PROVIDED PASSAGE:
▼▼▼

His views were echoed by Taman Teluk Gedung Indah Residents Association chairman Zulkifli Sa’ad, 52, who said that people were shocked when they heard about the council’s plan to introduce the increased rates in about five months.
“We are going through economic and social disruption and people risk falling into extreme poverty due to unemployment. Those with low income are trying to get menial jobs to survive and it is getting even more difficult now,” he said.
Zulkifli added that MPK must drop the idea.
“With the current pandemic, the people’s well-being must be taken to account. MPK must give a reasonable time frame where people return to work and there is more economic activity,” he added.
Meanwhile, Taman Melawis Residents Association member Serjeet Singh said the people demanded justification for the proposed hike as the mere increase in property value was a weak point.
“MPK’s assessment increase cannot be justified or accepted as its cleaning services are not up to mark. Clean-ups are not according to schedule, the upkeep of roads is bad and basic amenities need to be improved,” he said.
Serjeet added that councillors who are appointed as people’s representative have not really voiced out the problems faced by the residents.

▲▲▲

SOURCE MATERIAL:
▼▼▼

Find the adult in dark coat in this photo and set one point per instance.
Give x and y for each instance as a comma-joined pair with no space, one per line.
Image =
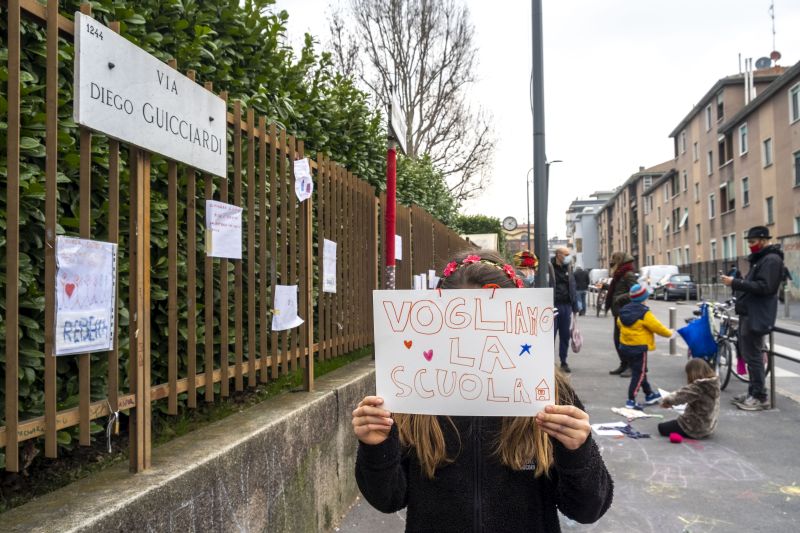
565,299
757,307
582,287
623,277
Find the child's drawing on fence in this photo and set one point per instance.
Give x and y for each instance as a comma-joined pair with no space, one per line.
481,352
86,276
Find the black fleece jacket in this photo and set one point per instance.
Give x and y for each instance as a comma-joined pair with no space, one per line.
476,492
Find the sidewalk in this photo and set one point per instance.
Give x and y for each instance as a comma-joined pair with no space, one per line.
746,477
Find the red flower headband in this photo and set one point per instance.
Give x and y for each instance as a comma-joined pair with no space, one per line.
507,269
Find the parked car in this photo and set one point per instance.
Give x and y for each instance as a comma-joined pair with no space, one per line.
676,287
652,274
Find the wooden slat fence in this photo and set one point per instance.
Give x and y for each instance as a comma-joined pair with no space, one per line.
217,312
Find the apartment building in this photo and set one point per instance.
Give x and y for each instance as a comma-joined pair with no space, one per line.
737,164
619,220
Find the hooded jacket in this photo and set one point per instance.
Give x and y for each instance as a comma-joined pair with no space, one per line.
757,293
636,327
476,492
701,397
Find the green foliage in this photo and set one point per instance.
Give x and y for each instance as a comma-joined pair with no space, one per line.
469,224
420,183
235,44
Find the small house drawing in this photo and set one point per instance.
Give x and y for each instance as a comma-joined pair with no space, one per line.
542,392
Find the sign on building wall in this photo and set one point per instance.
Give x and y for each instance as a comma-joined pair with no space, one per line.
464,352
86,278
128,94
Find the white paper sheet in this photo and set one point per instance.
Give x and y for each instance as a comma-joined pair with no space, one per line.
86,277
464,352
609,432
303,184
223,230
284,312
328,266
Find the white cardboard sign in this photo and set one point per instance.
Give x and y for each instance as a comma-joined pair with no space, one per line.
328,266
128,94
223,230
86,279
477,352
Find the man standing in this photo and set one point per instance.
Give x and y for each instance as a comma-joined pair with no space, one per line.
757,307
582,287
565,299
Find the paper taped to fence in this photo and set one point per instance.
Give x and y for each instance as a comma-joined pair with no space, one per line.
86,278
328,266
303,184
284,312
223,230
478,352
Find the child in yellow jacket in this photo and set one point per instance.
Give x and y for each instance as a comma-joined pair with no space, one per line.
636,328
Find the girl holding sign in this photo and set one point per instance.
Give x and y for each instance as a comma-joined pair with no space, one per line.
458,473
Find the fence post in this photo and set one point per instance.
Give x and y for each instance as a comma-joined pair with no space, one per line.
673,342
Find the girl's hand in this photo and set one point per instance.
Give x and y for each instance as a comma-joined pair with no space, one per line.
565,423
371,424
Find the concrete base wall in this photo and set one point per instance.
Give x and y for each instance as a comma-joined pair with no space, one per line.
284,465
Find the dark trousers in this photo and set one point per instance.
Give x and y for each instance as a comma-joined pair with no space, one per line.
665,428
751,347
638,364
623,360
563,321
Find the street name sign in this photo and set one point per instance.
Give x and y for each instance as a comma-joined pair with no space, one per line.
130,95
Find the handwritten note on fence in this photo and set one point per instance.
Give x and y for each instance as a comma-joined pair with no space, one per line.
223,230
464,352
86,277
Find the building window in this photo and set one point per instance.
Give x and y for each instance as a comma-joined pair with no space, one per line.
727,200
745,192
796,169
743,139
767,152
768,210
794,103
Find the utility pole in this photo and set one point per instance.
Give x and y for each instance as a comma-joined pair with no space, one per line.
539,157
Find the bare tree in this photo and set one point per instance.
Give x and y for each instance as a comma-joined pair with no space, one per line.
425,49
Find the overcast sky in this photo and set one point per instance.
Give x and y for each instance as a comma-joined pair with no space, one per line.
619,76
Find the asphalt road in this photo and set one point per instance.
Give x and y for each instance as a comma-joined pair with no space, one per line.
746,477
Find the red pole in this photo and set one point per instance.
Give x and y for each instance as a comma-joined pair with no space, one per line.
391,199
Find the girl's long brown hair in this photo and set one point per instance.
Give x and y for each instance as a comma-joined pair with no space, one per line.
520,440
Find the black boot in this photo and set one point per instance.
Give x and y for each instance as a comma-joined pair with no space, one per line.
619,370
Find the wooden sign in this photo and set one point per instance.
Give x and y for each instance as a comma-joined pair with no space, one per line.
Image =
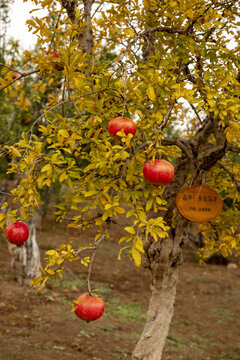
199,203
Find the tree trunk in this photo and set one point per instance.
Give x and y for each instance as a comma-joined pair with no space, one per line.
151,343
163,258
26,260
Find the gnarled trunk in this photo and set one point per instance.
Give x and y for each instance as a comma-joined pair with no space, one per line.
151,343
163,259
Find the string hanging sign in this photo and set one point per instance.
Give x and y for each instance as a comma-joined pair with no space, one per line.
199,203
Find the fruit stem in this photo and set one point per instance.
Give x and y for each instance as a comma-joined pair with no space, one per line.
91,260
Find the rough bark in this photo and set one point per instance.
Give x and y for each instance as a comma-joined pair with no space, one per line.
26,260
84,31
166,259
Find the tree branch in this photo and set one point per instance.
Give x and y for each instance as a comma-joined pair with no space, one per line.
230,175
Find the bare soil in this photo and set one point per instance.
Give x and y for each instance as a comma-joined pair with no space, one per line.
206,323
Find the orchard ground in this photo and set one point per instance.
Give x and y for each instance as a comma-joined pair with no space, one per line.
206,323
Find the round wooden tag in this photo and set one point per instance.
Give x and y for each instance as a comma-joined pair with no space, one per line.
199,203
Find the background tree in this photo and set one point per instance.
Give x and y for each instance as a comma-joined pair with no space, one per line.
175,68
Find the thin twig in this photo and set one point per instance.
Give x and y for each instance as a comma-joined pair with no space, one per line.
167,116
91,260
196,112
230,175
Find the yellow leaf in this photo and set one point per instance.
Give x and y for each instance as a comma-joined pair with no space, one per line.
151,93
63,133
136,257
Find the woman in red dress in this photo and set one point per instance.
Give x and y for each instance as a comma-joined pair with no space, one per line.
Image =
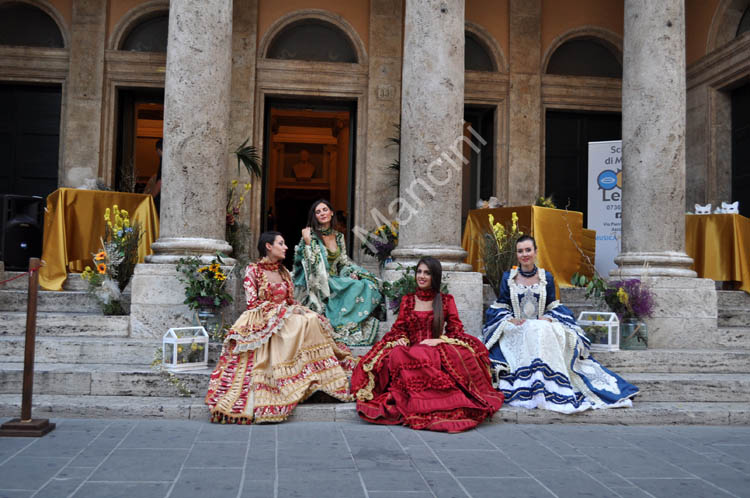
426,372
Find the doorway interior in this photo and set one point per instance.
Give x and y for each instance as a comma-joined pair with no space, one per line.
29,138
309,152
566,156
741,148
140,123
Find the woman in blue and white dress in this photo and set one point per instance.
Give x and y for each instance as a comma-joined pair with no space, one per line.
539,355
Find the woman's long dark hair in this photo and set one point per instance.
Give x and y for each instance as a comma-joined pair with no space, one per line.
266,238
312,221
436,272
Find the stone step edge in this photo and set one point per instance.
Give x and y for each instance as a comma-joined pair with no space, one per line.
643,413
127,368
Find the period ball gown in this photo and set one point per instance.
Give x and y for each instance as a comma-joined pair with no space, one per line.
276,355
440,388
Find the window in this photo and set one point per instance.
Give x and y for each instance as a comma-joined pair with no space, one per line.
25,25
476,55
312,40
149,35
585,57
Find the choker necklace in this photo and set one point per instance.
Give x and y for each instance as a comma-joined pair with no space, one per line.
426,294
266,264
528,274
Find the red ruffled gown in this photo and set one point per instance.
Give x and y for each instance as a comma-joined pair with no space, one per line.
440,388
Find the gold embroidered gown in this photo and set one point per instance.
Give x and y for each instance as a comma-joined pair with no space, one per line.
276,355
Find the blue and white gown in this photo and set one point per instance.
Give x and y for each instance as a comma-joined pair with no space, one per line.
546,364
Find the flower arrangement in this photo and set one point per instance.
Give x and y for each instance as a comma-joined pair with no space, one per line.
499,249
407,284
236,232
115,262
380,242
545,202
204,284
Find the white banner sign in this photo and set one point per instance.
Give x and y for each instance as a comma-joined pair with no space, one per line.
605,201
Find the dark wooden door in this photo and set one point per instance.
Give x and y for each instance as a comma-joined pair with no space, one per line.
741,148
29,139
566,158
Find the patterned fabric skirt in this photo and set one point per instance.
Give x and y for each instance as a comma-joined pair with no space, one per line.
439,388
266,383
540,365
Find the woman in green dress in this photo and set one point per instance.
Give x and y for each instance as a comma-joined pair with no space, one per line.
328,282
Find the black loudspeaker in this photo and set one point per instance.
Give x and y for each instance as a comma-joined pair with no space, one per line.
21,229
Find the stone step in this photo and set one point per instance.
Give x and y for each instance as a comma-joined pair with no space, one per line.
141,380
105,350
676,361
697,387
734,317
642,413
733,299
66,324
71,301
101,380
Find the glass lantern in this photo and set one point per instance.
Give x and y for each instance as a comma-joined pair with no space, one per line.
602,328
185,348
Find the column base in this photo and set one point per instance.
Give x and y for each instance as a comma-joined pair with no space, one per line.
451,257
169,250
653,264
685,314
465,287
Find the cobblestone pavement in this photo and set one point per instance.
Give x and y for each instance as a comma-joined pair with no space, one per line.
185,459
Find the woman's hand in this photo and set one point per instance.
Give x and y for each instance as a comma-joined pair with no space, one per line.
431,342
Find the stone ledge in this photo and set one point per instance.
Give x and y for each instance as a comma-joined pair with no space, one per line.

▲▲▲

WORK ORDER:
Continue the passage on the proposed assessment rate increase by the Klang council (MPK), starting after its final sentence.

YOUR RESPONSE:
“Our ageing population might not have the financial resources to maintain a decent standard of living especially after being impacted with the effects of the pandemic that has seen prices of food items increase.
“It will be better for MPK to freeze the increase in assessment tax indefinitely as retirees would struggle with high rates,” he said.
Government Pensioners Association Klang branch vice-chairman A. S. Nathan said the majority of pensioners had bought their houses to live in and not as an investment.
“I understand that the council wants to increase the assessment tax because the value of houses have shot up and will benefit the owner.
“However, houses owned by pensioners are mostly owner-occupied homes, so regardless of the increase in property value, the owner does not get the benefit as he or she still lives in it,” he added.
Nathan added that increasing the assessment rates would be equivalent to imposing a penalty on pensioners who do not enjoy the increase in property prices.
Meanwhile, Kuala Lumpur and Selangor Indian Chamber of Commerce and Industry special task force council member N.P. Raman said people were against the move and many felt that MPK was not listening to the voice of ratepayers.
“We want MPK to put a stop to the proposed increase and find other innovative methods to generate revenue and curb wastage.
“For instance, the council must seek claims from contractors who fail to fulfil contracts, be it for cleaning jobs or infrastructure construction,” he added.
Raman added that if the council went ahead with the assessment tax increase, it would see a “trust deficit”.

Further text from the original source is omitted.